───── Dataset content

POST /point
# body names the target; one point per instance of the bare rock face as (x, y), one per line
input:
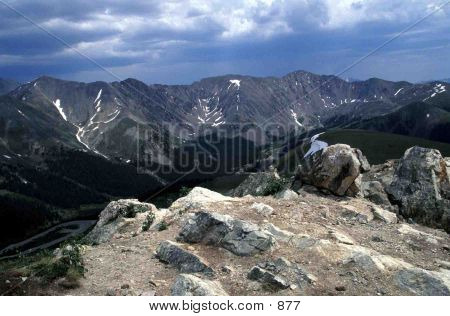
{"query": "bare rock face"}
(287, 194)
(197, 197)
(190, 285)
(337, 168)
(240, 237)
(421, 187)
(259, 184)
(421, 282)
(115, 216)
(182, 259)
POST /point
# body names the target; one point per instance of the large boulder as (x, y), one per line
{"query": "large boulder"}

──────────
───── Dataset content

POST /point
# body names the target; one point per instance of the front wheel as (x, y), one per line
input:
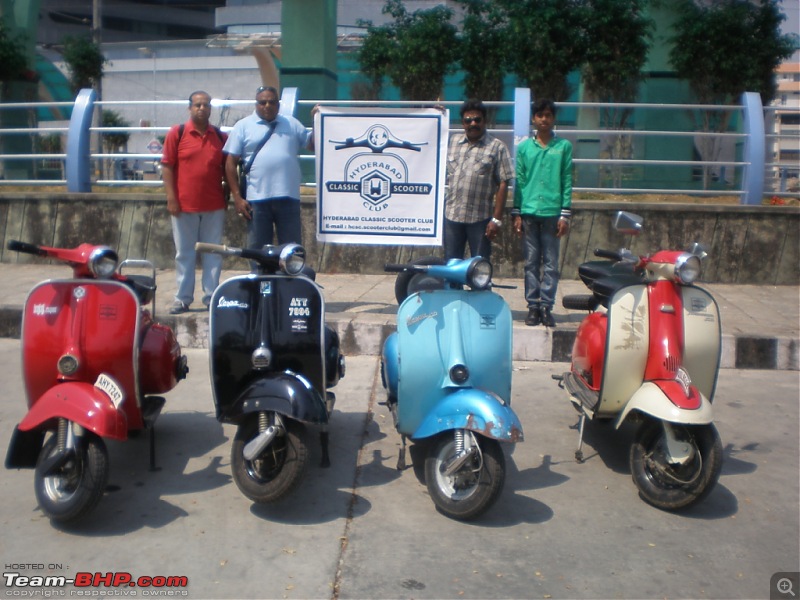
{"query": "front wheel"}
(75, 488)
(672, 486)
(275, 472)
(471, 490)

──────────

How many lines in the rows above contain the string "bare"? Reply with the number alone.

2